> [TASK 1]:
Answer these questions from the text on Floyd Bennett's illness:
(a) Who was sent to Quebec as consultant?
(b) How many bottles of anti-pneumonia serum did Lindbergh carry?
(c) At what time did Bennett die?
> [TASK 2]:
Copy the passage of the text on Floyd Bennett's illness starting at "Sunday, April 22, he" and ending at "men & women prayed.", swapping "very grave" for "critical".

+++ TEXT EXCERPT +++

Sunday, April 22, he was rushed to the Jeffrey Hale hospital, Quebec; word was flashed to New York. The New York World and the North American Newspaper Alliance, sponsors of the flight, immediately telephoned Dr. William H. Delaney, superintendent of the hospital, suggesting a consultation, which was gratefully accepted. Dr. Alvan L. Barach, assistant physician at the Presbyterian Hospital, New York, was sent up as consultant, arriving in Quebec with his special apparatus and two tanks of compressed oxygen, Monday, April 23. Bennett's condition was very grave. A large part of the left lung was already involved, the right lung was also affected. In Canada, in the U. S., men & women prayed.

Relief. In Manhattan, John Davison Rockefeller Jr. telephoned Dr. Simon Flexner, director of laboratories of the Rockefeller Institute, asking if something could not be done. Director Flexner telephoned to Quebec. Consultant Barach said: "Well, you might send me some fresh Serum No. I and II. I probably could get it here, but I'd like to have it on hand in case we find it is the proper treatment."

On Tuesday, April 24, Colonel Charles Augustus Lindbergh flew to Quebec, carrying twelve bottles of anti-pneumonia serum and three white mice, and accompanied by Thomas B. Applegate, private secretary to Mr. Rockefeller. Immediately on his arrival that evening the white mice were inoculated with Floyd Bennett's sputum. Just before midnight the results of the inoculation were published. The bulletin read: "The type of pneumonia from which Bennett is suffering has been disclosed by the inoculation of mice as type III." A simple statement, but it meant the sera were useless, the flight was in vain, the breaks were against Bennett.

Death. On Wednesday morning, April 25, at 20 minutes to 11, Floyd Bennett died.

Damnation. That evening Prime Minister of Quebec Hon. Louis Alexandre Taschereau and Provincial Secretary L. Athanase David spoke long and loud before their public. They characterized the Lindbergh flight as unnecessary, as pure bluff, as U. S. publicity under the guise of charity. They declared there was plenty of anti-pneumonia serum to be had in Quebec. Said Spokesman David:

"But I cannot stomach this way of making profit of a tragic situation under the mask of charity. Here we have everything that is necessary, and we do not need people to come from the United States to bring us serum. We can get along without American doctors be they the most accomplished specialists of that great country.

"The serum—why they did not even try it. It was not the good one. We pass for a country of snows. That is bad enough without calling us a land of ignorants. We have scientists. We have serums."

+++ LISTED ENTRIES +++

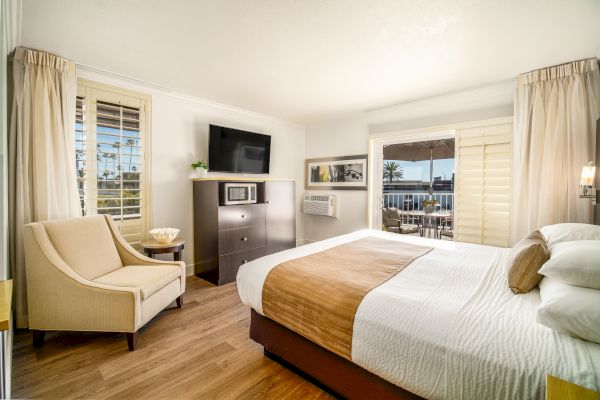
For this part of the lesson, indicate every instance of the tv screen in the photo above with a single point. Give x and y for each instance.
(233, 150)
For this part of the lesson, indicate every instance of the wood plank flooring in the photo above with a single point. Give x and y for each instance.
(201, 351)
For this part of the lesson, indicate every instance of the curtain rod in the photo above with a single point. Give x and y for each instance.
(475, 87)
(464, 89)
(89, 68)
(558, 65)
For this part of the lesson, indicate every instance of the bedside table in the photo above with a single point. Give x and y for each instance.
(151, 248)
(558, 389)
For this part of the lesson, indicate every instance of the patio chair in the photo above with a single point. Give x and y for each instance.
(392, 222)
(446, 228)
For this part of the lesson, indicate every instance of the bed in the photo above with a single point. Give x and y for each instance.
(445, 327)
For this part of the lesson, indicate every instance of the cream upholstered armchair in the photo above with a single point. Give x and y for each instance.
(83, 276)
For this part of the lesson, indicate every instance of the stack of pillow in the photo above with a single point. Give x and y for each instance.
(569, 256)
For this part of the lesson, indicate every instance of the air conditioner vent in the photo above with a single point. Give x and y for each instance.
(316, 204)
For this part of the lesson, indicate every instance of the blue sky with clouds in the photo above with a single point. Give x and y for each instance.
(419, 170)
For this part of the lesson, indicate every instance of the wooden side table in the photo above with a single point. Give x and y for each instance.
(152, 247)
(558, 389)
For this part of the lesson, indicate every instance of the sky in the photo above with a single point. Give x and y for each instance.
(419, 170)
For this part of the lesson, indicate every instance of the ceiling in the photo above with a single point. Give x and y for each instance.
(303, 60)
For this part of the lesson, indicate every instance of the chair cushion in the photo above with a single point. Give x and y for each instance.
(149, 278)
(85, 244)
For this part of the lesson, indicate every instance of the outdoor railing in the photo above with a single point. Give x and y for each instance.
(414, 201)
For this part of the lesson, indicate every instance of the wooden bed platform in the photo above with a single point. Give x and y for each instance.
(338, 375)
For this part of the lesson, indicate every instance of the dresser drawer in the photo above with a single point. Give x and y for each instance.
(230, 264)
(231, 217)
(234, 240)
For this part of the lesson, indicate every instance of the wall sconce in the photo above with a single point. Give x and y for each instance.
(587, 181)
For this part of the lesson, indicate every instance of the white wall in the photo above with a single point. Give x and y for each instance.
(180, 137)
(340, 137)
(350, 135)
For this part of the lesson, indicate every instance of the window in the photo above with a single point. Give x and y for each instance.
(112, 133)
(483, 188)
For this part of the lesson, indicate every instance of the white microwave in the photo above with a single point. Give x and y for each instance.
(240, 193)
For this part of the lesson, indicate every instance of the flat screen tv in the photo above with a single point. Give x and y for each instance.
(233, 150)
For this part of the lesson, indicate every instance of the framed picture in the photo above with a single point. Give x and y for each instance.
(336, 173)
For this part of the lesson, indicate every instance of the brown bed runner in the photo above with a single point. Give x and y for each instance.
(318, 295)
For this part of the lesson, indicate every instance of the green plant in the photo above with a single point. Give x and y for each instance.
(431, 202)
(200, 164)
(392, 171)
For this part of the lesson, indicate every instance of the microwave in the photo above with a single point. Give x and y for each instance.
(239, 193)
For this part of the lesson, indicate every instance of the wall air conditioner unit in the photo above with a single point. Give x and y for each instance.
(320, 204)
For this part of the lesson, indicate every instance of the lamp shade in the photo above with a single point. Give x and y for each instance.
(587, 176)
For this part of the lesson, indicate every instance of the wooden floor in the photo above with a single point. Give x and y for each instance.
(201, 351)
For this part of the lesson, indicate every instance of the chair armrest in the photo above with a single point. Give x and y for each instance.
(60, 299)
(129, 255)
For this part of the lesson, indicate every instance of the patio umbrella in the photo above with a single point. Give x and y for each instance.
(421, 151)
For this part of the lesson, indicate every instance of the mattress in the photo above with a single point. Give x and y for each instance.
(448, 327)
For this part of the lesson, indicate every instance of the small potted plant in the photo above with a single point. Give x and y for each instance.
(429, 206)
(200, 168)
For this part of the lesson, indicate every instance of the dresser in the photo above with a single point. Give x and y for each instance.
(228, 236)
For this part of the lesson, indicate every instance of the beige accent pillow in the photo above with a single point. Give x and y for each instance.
(524, 261)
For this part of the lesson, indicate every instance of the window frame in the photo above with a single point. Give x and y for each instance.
(93, 92)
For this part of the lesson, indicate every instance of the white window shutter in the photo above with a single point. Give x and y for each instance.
(483, 190)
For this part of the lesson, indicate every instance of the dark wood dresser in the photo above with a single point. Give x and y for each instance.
(228, 236)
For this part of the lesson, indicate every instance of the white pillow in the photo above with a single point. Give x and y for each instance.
(570, 309)
(558, 233)
(575, 263)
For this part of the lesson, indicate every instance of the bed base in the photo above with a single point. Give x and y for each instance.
(333, 373)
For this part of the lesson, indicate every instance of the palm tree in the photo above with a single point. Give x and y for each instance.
(392, 171)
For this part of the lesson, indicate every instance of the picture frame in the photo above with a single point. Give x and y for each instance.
(336, 173)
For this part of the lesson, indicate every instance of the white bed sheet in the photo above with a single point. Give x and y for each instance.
(447, 326)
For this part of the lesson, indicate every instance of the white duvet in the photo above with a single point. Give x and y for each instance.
(448, 327)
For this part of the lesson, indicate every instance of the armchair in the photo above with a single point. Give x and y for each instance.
(83, 276)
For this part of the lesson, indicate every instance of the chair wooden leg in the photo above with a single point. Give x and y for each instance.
(38, 338)
(132, 340)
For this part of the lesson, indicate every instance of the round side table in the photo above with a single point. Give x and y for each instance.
(151, 248)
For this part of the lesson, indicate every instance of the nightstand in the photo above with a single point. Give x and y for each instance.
(558, 389)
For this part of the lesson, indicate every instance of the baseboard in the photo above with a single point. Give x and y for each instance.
(189, 269)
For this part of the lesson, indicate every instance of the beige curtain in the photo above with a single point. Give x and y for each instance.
(42, 176)
(556, 110)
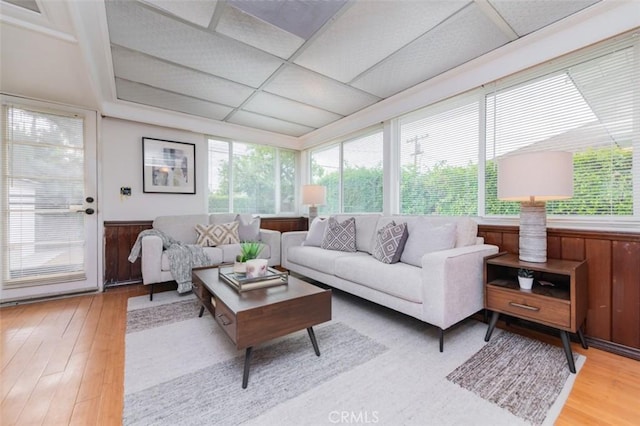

+++

> [TASK SOLUTION 1]:
(a) Dr. Alvan L. Barach, assistant physician at the Presbyterian Hospital, New York.
(b) Twelve.
(c) At 20 minutes to 11 on Wednesday morning, April 25.

> [TASK SOLUTION 2]:
Sunday, April 22, he was rushed to the Jeffrey Hale hospital, Quebec; word was flashed to New York. The New York World and the North American Newspaper Alliance, sponsors of the flight, immediately telephoned Dr. William H. Delaney, superintendent of the hospital, suggesting a consultation, which was gratefully accepted. Dr. Alvan L. Barach, assistant physician at the Presbyterian Hospital, New York, was sent up as consultant, arriving in Quebec with his special apparatus and two tanks of compressed oxygen, Monday, April 23. Bennett's condition was critical. A large part of the left lung was already involved, the right lung was also affected. In Canada, in the U. S., men & women prayed.